Passage shown ▸
*** Block opens ***

Another trick I use is to change the pitch of an entire narration to add gravity to (or, alternatively, lighten) the weight of a voice. For example, I do not have a particularly resonant voice - especially when nervously performing voiceovers. So if I want to come off much more seriously than I do, I'll select my entire (edited) narration and pitch-shift the whole thing down a semitone or two, keeping the overall duration the same. You might even be tempted to use this trick to harmonise with yourself; I find this often works much better on sung vocals than on spoken passages.
A word of warning, though: save a copy of what you think worked tonight and listen to it tomorrow; a really cool effect can sound fatally corny 24 hours later.
Only now, after you have torn apart your performance and put it back together, should you consider final clean-up duties. For me, this includes normalising the total recording to maximise signal-to-noise, using very selective EQ to notch out hum, maybe rolling out a bit of hiss, and compensating for response weirdnesses in the mic or room.

*** Block closes ***

(Stored data entries)
*** Block opens ***

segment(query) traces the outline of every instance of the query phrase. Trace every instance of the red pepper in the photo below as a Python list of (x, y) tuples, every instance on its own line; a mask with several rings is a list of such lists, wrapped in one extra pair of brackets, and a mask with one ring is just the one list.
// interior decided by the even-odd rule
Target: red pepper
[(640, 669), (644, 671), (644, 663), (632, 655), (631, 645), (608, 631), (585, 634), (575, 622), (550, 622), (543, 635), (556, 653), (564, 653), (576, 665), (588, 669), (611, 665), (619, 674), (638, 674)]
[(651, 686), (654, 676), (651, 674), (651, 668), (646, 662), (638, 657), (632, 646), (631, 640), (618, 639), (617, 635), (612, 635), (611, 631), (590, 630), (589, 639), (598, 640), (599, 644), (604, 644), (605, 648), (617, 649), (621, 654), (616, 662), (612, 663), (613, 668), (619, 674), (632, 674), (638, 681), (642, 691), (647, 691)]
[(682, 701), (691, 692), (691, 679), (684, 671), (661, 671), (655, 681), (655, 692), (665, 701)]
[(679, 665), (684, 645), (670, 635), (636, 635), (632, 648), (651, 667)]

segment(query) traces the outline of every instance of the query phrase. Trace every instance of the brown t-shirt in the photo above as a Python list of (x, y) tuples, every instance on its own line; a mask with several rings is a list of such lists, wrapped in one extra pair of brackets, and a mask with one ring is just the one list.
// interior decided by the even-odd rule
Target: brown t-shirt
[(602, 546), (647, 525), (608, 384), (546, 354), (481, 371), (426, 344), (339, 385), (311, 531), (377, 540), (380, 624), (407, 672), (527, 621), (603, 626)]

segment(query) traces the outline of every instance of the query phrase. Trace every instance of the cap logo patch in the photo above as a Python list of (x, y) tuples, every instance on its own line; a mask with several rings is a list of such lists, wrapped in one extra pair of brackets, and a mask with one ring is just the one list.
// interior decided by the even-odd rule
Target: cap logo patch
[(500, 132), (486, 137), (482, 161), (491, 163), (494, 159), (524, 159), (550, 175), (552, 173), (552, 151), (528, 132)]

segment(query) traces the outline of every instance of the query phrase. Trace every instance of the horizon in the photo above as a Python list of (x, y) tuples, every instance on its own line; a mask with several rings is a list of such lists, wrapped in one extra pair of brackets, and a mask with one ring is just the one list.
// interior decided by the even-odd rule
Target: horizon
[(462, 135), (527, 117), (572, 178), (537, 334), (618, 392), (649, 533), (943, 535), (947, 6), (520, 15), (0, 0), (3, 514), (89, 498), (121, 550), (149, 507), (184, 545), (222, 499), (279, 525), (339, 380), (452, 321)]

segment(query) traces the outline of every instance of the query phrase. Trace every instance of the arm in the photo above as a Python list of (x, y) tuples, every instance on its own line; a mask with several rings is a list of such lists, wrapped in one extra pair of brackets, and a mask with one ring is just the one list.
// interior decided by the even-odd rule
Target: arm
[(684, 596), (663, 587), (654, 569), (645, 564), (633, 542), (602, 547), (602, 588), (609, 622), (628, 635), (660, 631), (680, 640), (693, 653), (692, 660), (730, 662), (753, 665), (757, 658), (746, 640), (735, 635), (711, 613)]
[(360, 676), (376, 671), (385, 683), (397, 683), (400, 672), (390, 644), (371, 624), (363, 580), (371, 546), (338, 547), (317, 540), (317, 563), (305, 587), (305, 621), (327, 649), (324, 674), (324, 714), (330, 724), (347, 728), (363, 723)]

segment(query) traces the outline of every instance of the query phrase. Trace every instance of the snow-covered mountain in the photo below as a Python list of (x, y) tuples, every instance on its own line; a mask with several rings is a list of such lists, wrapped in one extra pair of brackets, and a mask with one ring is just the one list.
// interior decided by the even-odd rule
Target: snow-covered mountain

*** Block closes ***

Exercise requirements ▸
a) Answer these questions about the voiceover editing passage, one line each:
(i) By how much does the writer pitch-shift an entire narration down?
(ii) On which kind of vocals does the writer find the harmonizing trick works much better?
(iii) What does normalizing the total recording maximize?
b) Using the voiceover editing passage, explain why you should save a copy of what seemed to work tonight and listen to it tomorrow.

Results in order ▸
a)
(i) A semitone or two.
(ii) Sung vocals.
(iii) Signal-to-noise.

b) An effect that seems really cool tonight can sound fatally corny 24 hours later. Listening again the next day lets you catch this.